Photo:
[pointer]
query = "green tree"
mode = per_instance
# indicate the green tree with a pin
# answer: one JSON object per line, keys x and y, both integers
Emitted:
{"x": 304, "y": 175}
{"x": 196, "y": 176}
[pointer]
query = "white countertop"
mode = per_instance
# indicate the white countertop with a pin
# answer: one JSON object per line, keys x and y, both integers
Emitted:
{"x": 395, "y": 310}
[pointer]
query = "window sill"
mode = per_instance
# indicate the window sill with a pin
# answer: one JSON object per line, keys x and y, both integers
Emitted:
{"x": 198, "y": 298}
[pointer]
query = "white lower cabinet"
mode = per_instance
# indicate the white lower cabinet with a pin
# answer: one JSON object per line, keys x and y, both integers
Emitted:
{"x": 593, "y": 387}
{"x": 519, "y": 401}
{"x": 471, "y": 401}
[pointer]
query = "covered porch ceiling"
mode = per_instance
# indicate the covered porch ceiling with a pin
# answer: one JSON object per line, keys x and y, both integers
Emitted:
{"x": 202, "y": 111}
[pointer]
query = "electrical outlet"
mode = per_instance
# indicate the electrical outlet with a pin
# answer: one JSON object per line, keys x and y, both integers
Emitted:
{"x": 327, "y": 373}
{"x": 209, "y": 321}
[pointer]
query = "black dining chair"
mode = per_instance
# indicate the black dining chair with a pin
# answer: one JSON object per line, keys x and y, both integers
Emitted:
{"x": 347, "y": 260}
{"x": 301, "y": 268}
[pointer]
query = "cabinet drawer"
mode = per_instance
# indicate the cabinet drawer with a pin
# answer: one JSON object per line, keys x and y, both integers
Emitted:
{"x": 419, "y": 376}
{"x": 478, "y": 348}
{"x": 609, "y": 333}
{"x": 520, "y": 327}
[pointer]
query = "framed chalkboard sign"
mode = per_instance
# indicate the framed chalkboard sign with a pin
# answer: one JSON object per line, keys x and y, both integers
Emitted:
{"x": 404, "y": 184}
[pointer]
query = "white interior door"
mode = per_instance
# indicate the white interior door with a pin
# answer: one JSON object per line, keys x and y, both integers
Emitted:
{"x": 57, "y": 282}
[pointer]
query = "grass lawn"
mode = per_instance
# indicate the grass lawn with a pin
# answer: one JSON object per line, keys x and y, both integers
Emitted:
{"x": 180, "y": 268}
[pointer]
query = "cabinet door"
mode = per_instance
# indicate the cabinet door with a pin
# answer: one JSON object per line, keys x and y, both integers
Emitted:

--

- [EXERCISE DIRECTIONS]
An exact copy of the listing above is what is wanted.

- [RESULT]
Photo:
[pointer]
query = "green tree"
mode = per_instance
# indicate the green tree with a pin
# answer: one JSON object per line, keys x and y, both integers
Emitted:
{"x": 304, "y": 175}
{"x": 196, "y": 176}
[pointer]
query = "white countertop"
mode = per_instance
# indicate the white countertop with a pin
# answer: one JSON object per line, keys x and y, both integers
Emitted:
{"x": 395, "y": 310}
[pointer]
query = "window sill"
mode = per_instance
# indicate the window sill with a pin
# answer: one JSON object per line, keys x and y, both integers
Emitted:
{"x": 198, "y": 298}
[pointer]
query = "white lower cabinet"
mode = per_instance
# indicate the white lower cabinet with a pin
# answer: one JSON object per line, keys x and y, both integers
Emitted:
{"x": 593, "y": 387}
{"x": 519, "y": 401}
{"x": 471, "y": 401}
[pointer]
query = "covered porch ceiling"
mode = per_instance
# indicate the covered porch ceiling with a pin
# answer: one JSON object per line, keys x and y, both integers
Emitted:
{"x": 202, "y": 111}
[pointer]
query = "electrical outlet"
mode = per_instance
# indicate the electrical outlet with a pin
# answer: one JSON object per line, keys x and y, both integers
Emitted:
{"x": 327, "y": 373}
{"x": 209, "y": 321}
[pointer]
query = "black dining chair"
mode = per_instance
# indicate the black dining chair with a pin
# answer: one JSON object per line, keys x and y, both integers
Emitted:
{"x": 347, "y": 260}
{"x": 301, "y": 268}
[pointer]
query = "cabinet drawer"
mode = per_instance
# indicate the cabinet drawer with a pin
# answer: one JSON object per line, keys x and y, both integers
Emitted:
{"x": 419, "y": 376}
{"x": 478, "y": 348}
{"x": 609, "y": 333}
{"x": 520, "y": 327}
[pointer]
query = "framed chalkboard sign"
mode = per_instance
# indicate the framed chalkboard sign with a pin
# answer: one JSON object per line, keys x and y, both integers
Emitted:
{"x": 404, "y": 184}
[pointer]
query = "white interior door"
mode = per_instance
# indicate the white interior door with a pin
# answer: one JSON object per line, keys x and y, both integers
Emitted:
{"x": 57, "y": 282}
[pointer]
query = "grass lawn"
mode = per_instance
# indicate the grass lawn with a pin
# answer: one JSON object per line, keys x and y, both integers
Emitted:
{"x": 180, "y": 268}
[pointer]
query = "cabinet door"
mode = per_instance
# indicate the cabinet door with a pin
# answer: one JSON object per line, keys x and y, both integers
Emitted:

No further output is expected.